▶ GIVEN INSTRUCTION: Copy the entries below, starting with the line that contains "wall in the picture above?" and going on through the end of the entries, with the requests unchanged and every coordinate value in the answers shifted up by 119.

▶ DATASET EXTRACT:
----
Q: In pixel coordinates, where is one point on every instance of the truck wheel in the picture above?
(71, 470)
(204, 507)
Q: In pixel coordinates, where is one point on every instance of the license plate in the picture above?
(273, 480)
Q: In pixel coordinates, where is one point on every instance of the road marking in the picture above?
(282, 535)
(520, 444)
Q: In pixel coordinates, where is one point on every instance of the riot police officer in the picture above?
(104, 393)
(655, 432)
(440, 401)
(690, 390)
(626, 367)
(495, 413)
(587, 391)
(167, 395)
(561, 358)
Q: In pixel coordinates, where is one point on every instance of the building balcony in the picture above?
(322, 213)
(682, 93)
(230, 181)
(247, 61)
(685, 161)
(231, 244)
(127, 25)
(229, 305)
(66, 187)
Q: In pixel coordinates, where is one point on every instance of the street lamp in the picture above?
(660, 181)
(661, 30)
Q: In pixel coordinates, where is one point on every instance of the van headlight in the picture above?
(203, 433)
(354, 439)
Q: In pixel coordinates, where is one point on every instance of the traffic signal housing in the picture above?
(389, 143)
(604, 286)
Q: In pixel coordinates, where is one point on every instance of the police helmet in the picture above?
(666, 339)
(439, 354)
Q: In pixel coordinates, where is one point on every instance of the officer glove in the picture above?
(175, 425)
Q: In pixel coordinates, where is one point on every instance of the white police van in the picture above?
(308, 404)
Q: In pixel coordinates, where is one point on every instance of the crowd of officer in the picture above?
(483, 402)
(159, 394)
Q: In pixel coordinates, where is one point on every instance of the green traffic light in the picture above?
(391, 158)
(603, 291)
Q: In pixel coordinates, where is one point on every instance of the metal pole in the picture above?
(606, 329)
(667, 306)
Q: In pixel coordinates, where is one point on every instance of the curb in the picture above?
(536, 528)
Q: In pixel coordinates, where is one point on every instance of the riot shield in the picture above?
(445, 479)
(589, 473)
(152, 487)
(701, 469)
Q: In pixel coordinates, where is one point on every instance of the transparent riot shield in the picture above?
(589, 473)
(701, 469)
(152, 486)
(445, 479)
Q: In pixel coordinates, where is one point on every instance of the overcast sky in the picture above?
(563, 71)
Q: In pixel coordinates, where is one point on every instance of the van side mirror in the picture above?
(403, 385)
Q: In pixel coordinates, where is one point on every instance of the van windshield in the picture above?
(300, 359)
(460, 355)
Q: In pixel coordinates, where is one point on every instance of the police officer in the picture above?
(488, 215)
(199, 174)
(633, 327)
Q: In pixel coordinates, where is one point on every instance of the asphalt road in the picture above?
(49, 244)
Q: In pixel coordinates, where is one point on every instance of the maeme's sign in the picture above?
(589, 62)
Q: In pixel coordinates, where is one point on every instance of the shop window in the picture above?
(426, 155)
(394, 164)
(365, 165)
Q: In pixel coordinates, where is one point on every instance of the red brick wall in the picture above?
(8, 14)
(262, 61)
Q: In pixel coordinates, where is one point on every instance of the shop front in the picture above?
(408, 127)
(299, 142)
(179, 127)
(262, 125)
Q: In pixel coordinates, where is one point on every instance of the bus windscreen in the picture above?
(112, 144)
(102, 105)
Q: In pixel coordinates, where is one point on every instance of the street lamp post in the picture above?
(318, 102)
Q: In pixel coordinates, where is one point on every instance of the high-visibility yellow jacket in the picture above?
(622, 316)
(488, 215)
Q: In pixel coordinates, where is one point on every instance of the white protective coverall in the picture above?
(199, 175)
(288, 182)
----
▶ TASK RESPONSE:
Q: In pixel coordinates, where is one point on every instance of the red brick wall in the picture above?
(127, 133)
(381, 180)
Q: In pixel coordinates, where is one point on every instance of the shop front in the picture above?
(527, 246)
(418, 261)
(298, 246)
(381, 244)
Q: In pixel coordinates, where is one point on every instance of the bus windscreen in the picture above?
(231, 263)
(221, 224)
Q: In pixel coordinates, where is one point on every instance of the street lamp post in the picture above?
(437, 221)
Q: In pixel coordinates, where is one point on every instance of the high-visibility yellow jacket in the picture above?
(741, 435)
(607, 334)
Q: In pixel coordinates, where is one point on every instance of the white protective coverall in the picture above?
(318, 294)
(407, 301)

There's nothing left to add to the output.